START Dataset records
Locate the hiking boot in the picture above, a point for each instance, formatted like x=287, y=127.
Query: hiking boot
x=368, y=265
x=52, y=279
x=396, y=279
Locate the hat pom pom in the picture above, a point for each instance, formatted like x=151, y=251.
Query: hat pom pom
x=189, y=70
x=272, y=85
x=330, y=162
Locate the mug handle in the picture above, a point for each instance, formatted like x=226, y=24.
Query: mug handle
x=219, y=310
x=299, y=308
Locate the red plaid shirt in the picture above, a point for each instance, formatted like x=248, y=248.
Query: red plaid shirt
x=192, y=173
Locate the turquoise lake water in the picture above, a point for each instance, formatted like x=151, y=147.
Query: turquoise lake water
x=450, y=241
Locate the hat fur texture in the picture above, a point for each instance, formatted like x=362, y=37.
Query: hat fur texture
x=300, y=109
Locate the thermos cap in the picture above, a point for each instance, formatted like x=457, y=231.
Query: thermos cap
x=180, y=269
END Dataset records
» **Task to carry out**:
Copy here each line of the preceding records with "above" in it.

» **Answer to this exercise**:
Locate the hiking boot in the picture above, a point for each instance, formatted like x=287, y=127.
Locate the hat pom pom in the picture above, a point for each instance, formatted like x=151, y=251.
Locate the mug handle in the picture above, a point for each instance, formatted like x=226, y=24.
Locate the red plaid shirt in the picture above, a point for each instance, formatted like x=248, y=248.
Locate the turquoise lake water in the picture above, a point for each instance, formatted like x=151, y=147.
Locate the hat fur texture in the picture above, a point for each instance, formatted like x=362, y=37.
Locate the thermos cap in the picture above, a point for each instance, formatted like x=457, y=231.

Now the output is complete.